• Given problem
Can you turn the material below into a JSON list of strings, with one string for each line and no blank lines? Leave the pictures out of the list.
>> start Records to process
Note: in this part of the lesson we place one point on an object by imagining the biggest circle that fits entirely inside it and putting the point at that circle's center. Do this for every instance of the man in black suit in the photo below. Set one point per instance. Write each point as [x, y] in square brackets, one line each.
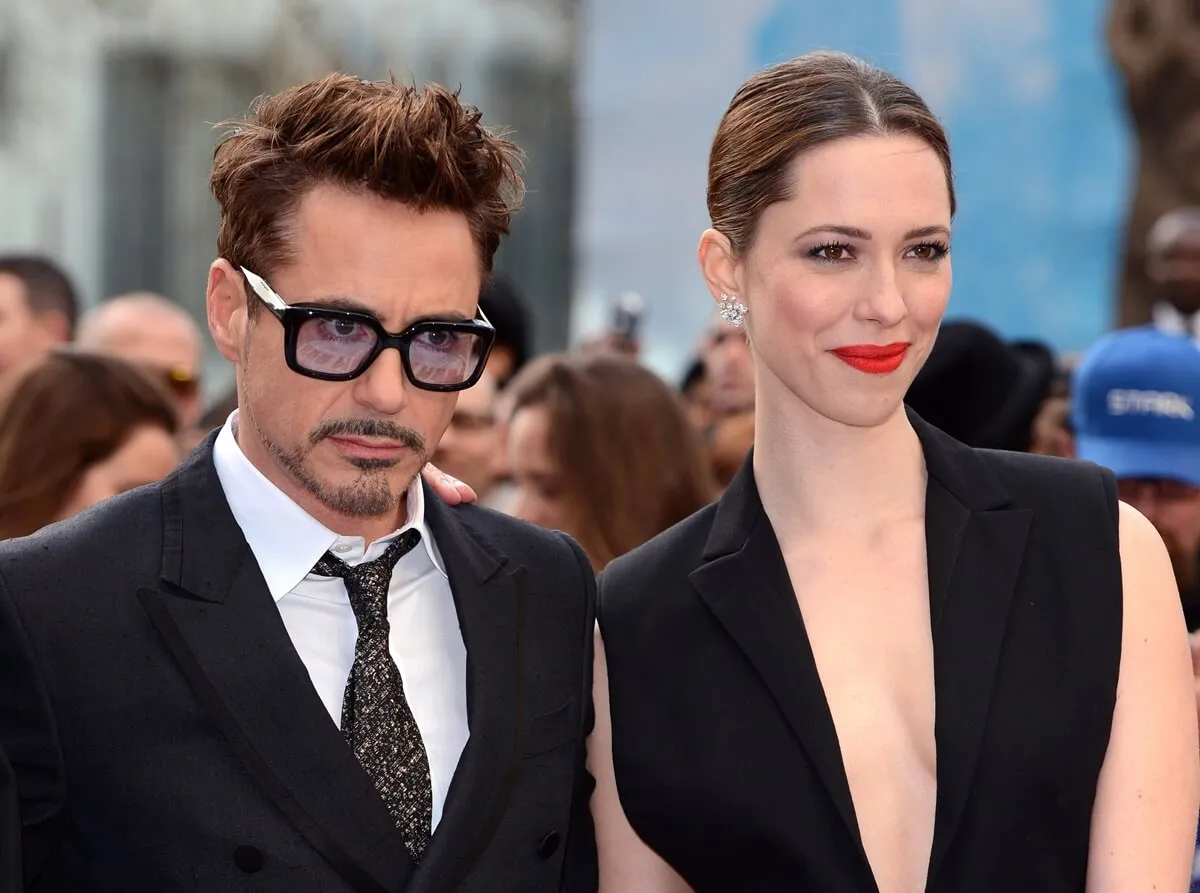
[289, 666]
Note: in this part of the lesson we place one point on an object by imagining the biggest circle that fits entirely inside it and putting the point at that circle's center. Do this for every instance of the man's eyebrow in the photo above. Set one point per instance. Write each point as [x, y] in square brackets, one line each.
[349, 305]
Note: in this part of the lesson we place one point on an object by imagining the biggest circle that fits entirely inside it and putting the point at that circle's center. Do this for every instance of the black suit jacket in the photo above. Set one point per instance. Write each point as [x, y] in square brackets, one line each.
[726, 755]
[166, 736]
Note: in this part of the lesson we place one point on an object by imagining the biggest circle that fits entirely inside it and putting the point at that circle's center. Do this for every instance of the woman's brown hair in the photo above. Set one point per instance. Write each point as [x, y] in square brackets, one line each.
[796, 106]
[631, 463]
[60, 415]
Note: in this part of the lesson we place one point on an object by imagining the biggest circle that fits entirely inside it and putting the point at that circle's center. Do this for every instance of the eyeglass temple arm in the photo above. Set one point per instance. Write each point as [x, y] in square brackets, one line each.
[264, 291]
>> end Records to process
• Exercise response
[
  "Note: in this part of the lesson we place one point on an object by imagining the biggest circle that fits entirely inside it and putting the point at that circle's center. Do this for every instance of the man in black suit in the photo below. Set one point per instance. Write each point as [x, y] in square brackets, one line each.",
  "[289, 666]",
  "Note: in this part of the lesson we place one point on an object by imagining the biggest circle that fits entirely inside it and putting the point at that circle's center. Do this for every instance of the man's eyebrow in the photo above. Set one point per instance. Write each point as [x, y] in square brackets, one line each.",
  "[349, 305]",
  "Note: in this part of the lesson we place one point on an object by imagining the biggest circle that fits entirely inside it and putting the point at that circle's center. Do this for every instance of the black suit jacket in the photo above. Set one point per instance. Write each point as [x, y] in square brackets, one line each.",
  "[726, 755]",
  "[166, 736]",
  "Note: in this part of the lesson we place one point on an object by imagining the biggest circle that fits entirely inside it and putting the point at that circle's center. Do this for every instance of the woman's brown hair in the photo above. Set one point per instance. Write each point as [x, y] in square brackets, one line each.",
  "[796, 106]",
  "[631, 463]",
  "[60, 415]",
  "Note: in this part of the lesson we place one point on an object by imagining the biggest circle that fits entirely inside it and putting the point at that circle's center. Do this for every instance of the eyeglass temple arm in the photo above. Set one point per instance. Write each point as [x, y] in square brackets, one line each.",
  "[264, 291]"
]